Problem description
Could you convert the records below into a JSON list of strings, with one string per line and blank lines omitted?
--- Start Supplied data ---
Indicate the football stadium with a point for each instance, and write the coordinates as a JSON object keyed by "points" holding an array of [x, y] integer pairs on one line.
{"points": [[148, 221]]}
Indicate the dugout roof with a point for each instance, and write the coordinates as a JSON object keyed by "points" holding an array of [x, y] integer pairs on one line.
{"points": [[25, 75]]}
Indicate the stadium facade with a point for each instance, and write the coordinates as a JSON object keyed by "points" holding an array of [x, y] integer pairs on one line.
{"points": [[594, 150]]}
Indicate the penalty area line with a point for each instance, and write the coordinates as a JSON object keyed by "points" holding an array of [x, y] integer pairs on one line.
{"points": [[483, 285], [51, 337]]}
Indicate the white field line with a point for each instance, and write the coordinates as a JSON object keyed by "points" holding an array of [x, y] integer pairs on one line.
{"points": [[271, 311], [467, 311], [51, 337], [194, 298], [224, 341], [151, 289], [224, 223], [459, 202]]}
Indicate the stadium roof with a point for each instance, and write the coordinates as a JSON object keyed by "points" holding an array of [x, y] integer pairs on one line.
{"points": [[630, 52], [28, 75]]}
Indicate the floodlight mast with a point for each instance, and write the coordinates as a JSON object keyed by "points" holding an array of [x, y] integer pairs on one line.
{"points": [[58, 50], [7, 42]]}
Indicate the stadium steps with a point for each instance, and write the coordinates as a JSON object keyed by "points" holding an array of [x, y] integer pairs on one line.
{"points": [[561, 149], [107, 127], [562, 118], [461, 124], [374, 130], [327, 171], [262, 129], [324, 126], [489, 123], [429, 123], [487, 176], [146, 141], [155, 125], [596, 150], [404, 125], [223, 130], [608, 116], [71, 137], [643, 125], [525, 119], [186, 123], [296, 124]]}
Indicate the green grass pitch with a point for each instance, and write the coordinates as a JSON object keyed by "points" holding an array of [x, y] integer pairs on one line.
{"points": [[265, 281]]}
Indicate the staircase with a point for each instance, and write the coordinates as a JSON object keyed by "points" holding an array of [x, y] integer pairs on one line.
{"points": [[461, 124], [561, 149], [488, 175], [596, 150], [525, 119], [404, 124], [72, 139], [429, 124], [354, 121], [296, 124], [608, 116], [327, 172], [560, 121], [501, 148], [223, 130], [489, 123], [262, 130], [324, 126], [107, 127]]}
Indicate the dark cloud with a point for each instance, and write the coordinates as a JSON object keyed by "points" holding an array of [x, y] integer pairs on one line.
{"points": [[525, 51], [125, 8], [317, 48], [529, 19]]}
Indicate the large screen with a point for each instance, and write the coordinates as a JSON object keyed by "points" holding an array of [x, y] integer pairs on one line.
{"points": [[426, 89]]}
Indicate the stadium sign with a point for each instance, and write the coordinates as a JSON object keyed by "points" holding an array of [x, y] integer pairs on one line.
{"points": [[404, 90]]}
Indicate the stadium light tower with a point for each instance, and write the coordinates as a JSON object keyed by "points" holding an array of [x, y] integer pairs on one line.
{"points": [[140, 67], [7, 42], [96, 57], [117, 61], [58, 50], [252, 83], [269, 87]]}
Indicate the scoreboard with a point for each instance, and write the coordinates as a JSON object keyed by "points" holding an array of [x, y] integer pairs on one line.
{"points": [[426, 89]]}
--- End Supplied data ---
Reply
[
  "Indicate the football stadium with a point for each instance, and write the coordinates as a JSON object keyed by \"points\" holding an array of [x, y] integer pairs on one line.",
  "{\"points\": [[148, 221]]}",
  "Indicate the dugout roof with a point for each instance, and write the coordinates as a JSON object keyed by \"points\" holding an array of [x, y] integer pairs on one line.",
  "{\"points\": [[25, 75]]}",
  "Indicate the stadium facade with a point for each instance, and write the coordinates as a JSON object keyed by \"points\" holding an array of [x, y] integer pairs on one line.",
  "{\"points\": [[594, 150]]}",
  "Indicate the penalty area line with a point for each instance, and write the coordinates as a JSON object keyed by \"points\" holding an array of [x, y] integer pairs on one line.",
  "{\"points\": [[483, 285], [51, 337]]}",
  "Indicate the white field line with a point for each instance, and write the coordinates as a JSON object keyed by \"points\" holding an array of [x, y] integer pairs on one line.",
  "{\"points\": [[271, 311], [467, 311], [51, 337], [194, 298], [224, 341], [151, 289], [224, 223], [459, 202]]}",
  "Indicate the stadium roof with a point for each instance, and write the coordinates as a JSON object keyed by \"points\" holding an array of [x, y] integer pairs on one line.",
  "{\"points\": [[630, 52], [28, 75]]}",
  "Indicate the floodlight mast with a point for each instance, and write the coordinates as a JSON object keyed by \"points\" holding an array of [x, y] integer pairs on one line.",
  "{\"points\": [[58, 50], [7, 42]]}",
  "Indicate the stadium steps with a point for each instance, and write the coordinates as a JSON object keyed by \"points\" holding an array of [x, y] integer pairs on one line.",
  "{\"points\": [[561, 149], [107, 127], [562, 118], [461, 124], [374, 130], [327, 171], [262, 129], [324, 126], [489, 123], [429, 123], [487, 176], [146, 141], [155, 125], [596, 150], [404, 125], [223, 130], [608, 116], [71, 137], [643, 125], [525, 119], [186, 123], [296, 124]]}",
  "Indicate the green grass pitch with a point for each instance, and write the coordinates as a JSON object keyed by \"points\" holding an array of [x, y] integer pairs on one line.",
  "{\"points\": [[265, 281]]}",
  "Indicate the staircase with a point for each instance, and write the coordinates as a JSON object keyed by \"points\" holding an array of [x, y] integer pairs on one line.",
  "{\"points\": [[461, 124], [561, 149], [488, 175], [596, 150], [525, 119], [404, 124], [72, 139], [429, 124], [354, 121], [296, 124], [608, 116], [327, 172], [560, 121], [501, 148], [223, 130], [489, 123], [262, 130], [324, 126], [107, 127]]}",
  "Indicate the dark cloud with a point for each instance, and write the coordinates as a JSON object keyed by \"points\" holding an array of [x, y] integer pairs on one line.",
  "{\"points\": [[525, 51], [125, 8], [317, 48], [529, 19]]}",
  "Indicate the large screen with a point for each instance, and write the coordinates as a JSON object keyed by \"points\" holding an array of [x, y] integer pairs on one line.",
  "{\"points\": [[426, 89]]}",
  "Indicate the stadium sign with a point for each instance, and write the coordinates as a JSON object keyed by \"points\" holding an array of [x, y] integer pairs on one line.",
  "{\"points\": [[404, 90]]}",
  "Indicate the stadium light tower with a point for each instance, and write the coordinates as a JSON object keyed by \"points\" holding an array of [x, y] integer pairs on one line.",
  "{\"points\": [[140, 67], [7, 42], [96, 57], [117, 61], [58, 50], [252, 83], [269, 87]]}",
  "Indicate the scoreboard with a point for each instance, and write the coordinates as a JSON object keyed by \"points\" holding an array of [x, y] integer pairs on one line.",
  "{\"points\": [[426, 89]]}"
]